[What the task requires]:
Leave the pictures aside. Retype exactly the lines from the top of the data below through the one holding "the cabinet drawer.".
[[ Material to process, beginning ]]
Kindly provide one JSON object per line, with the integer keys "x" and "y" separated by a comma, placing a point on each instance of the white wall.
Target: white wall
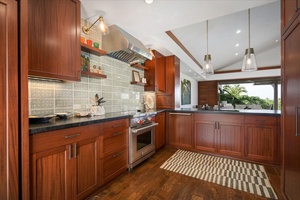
{"x": 194, "y": 91}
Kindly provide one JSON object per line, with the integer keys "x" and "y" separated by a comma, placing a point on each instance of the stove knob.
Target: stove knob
{"x": 151, "y": 119}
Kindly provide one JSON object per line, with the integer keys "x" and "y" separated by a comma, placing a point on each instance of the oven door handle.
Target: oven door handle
{"x": 135, "y": 130}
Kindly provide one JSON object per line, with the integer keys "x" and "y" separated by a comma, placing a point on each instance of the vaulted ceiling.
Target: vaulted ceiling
{"x": 185, "y": 22}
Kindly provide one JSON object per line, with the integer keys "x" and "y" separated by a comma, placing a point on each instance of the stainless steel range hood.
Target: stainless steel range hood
{"x": 123, "y": 46}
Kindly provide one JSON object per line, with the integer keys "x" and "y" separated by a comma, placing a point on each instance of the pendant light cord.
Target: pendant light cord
{"x": 249, "y": 25}
{"x": 207, "y": 37}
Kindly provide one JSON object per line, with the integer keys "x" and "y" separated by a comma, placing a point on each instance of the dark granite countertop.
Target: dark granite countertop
{"x": 243, "y": 111}
{"x": 57, "y": 124}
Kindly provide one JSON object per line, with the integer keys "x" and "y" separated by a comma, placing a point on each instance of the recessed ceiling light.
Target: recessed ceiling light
{"x": 148, "y": 1}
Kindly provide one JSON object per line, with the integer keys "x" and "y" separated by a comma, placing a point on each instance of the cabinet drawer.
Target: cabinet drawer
{"x": 114, "y": 126}
{"x": 114, "y": 164}
{"x": 44, "y": 141}
{"x": 268, "y": 120}
{"x": 219, "y": 117}
{"x": 114, "y": 140}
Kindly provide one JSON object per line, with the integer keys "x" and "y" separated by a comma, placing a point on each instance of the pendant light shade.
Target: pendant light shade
{"x": 249, "y": 62}
{"x": 102, "y": 27}
{"x": 208, "y": 68}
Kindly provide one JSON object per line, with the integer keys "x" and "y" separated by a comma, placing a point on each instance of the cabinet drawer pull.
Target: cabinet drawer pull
{"x": 117, "y": 154}
{"x": 116, "y": 134}
{"x": 185, "y": 114}
{"x": 70, "y": 152}
{"x": 70, "y": 136}
{"x": 296, "y": 112}
{"x": 75, "y": 150}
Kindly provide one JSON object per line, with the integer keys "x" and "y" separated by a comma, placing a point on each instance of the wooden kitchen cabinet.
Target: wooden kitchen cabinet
{"x": 94, "y": 51}
{"x": 291, "y": 109}
{"x": 156, "y": 74}
{"x": 289, "y": 10}
{"x": 9, "y": 110}
{"x": 65, "y": 164}
{"x": 262, "y": 138}
{"x": 54, "y": 39}
{"x": 208, "y": 93}
{"x": 114, "y": 148}
{"x": 163, "y": 77}
{"x": 160, "y": 130}
{"x": 180, "y": 130}
{"x": 205, "y": 134}
{"x": 218, "y": 134}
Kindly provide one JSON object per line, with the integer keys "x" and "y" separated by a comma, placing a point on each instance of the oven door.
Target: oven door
{"x": 142, "y": 142}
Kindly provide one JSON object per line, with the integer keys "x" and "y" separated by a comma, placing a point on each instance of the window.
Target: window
{"x": 254, "y": 94}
[[ Material to process, end ]]
[Result of the task]:
Kindly provide one JSON object per line, with the integer keys "x" and "y" separated by a comma, placing a point on each instance of the white wall.
Target: white wall
{"x": 194, "y": 91}
Kindly provide one JSON object per line, with the integer keys "x" and "y" separated by a comma, placing a point on each instance of the stove knob.
Target: stove knob
{"x": 151, "y": 119}
Kindly provide one JSON object per line, with the integer keys "x" and "y" separated by a comma, placing a point on each instance of the oven door handle.
Target: oven door handle
{"x": 135, "y": 130}
Kindly provide one JSON object per line, with the integer keys "x" and "y" separated by a comma, placing a point on each instance of the vaulted ceiling.
Target: vaulted ceiling
{"x": 185, "y": 22}
Kindly provide one JSON object per line, with the integer keys "x" and "y" separated by a comma, placing a point on each instance of the stainless steel range hood.
Target: stainless steel range hood
{"x": 123, "y": 46}
Kindly provide one JSON object per line, with the integer keys "x" and "y" separated by a comma, placing a point on each instance of the pendant light cord.
Target: pendant light cord
{"x": 249, "y": 25}
{"x": 207, "y": 37}
Kindly provide one JSON object per line, with the integer keys "x" and "y" separated by a comma, placing a point on each instance of the dark granite countertop.
Target: dark granite countertop
{"x": 243, "y": 111}
{"x": 57, "y": 124}
Kindly provide one JSON object per line, with the integer keys "x" and "y" separated by a comma, placing a point on each instance of the recessed ceiling light.
Target: recessed ceiling light
{"x": 148, "y": 1}
Kindly provide one JSON object per line, with the integer keys "x" and "y" separated by a comma, placing a point on each instance of the cabinet drawer.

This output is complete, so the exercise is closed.